→ Problem statement
Rewrite the review starting with "The characters are all" and going on through "like to help.", with "wonderful" changed to "heartwarming".

→ Reading text
# # #
The story is mostly flowing very nicely, however, the overzealous use of parentheses to get a point across started to tick me off after a little while. It was as if the narrator just had to let the reader know something that either wasn’t really necessary, or it was slightly racist and really felt quite forced at times. I have some examples of that in my quotes further down.
The characters are all well done, even if they are not described in too much details, and since everything is seen through Pepper’s eyes through a third person narrator, the reader only get to understand things the way Pepper does, and he is more often than not too medicated to pay attention to the right things. The interactions between the characters are really wonderful, there is love, there is respect, there is friendship and protection. And it seems like New Hyde is its’ own micro cosmos, exactly like the outside world can appear to be hostile but with some friendly faces to make it all worth it, so is New Hyde. Pepper finds himself with some unlikely allies not once, but twice. And he finally realizes that what he thinks is a good way to help people might not really be the best way for the people he would like to help.
# # #
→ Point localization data
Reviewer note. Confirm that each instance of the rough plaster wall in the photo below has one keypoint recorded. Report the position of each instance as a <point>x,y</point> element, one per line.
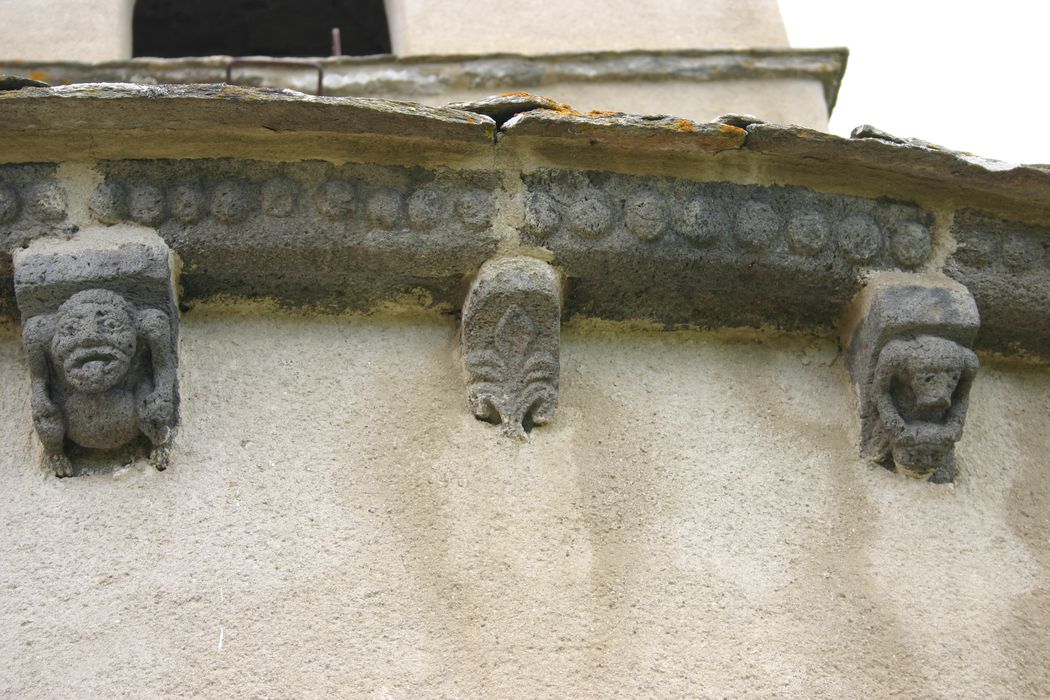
<point>784,101</point>
<point>66,29</point>
<point>420,27</point>
<point>694,523</point>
# # #
→ Response to the exercise
The characters are all well done, even if they are not described in too much details, and since everything is seen through Pepper’s eyes through a third person narrator, the reader only get to understand things the way Pepper does, and he is more often than not too medicated to pay attention to the right things. The interactions between the characters are really heartwarming, there is love, there is respect, there is friendship and protection. And it seems like New Hyde is its’ own micro cosmos, exactly like the outside world can appear to be hostile but with some friendly faces to make it all worth it, so is New Hyde. Pepper finds himself with some unlikely allies not once, but twice. And he finally realizes that what he thinks is a good way to help people might not really be the best way for the people he would like to help.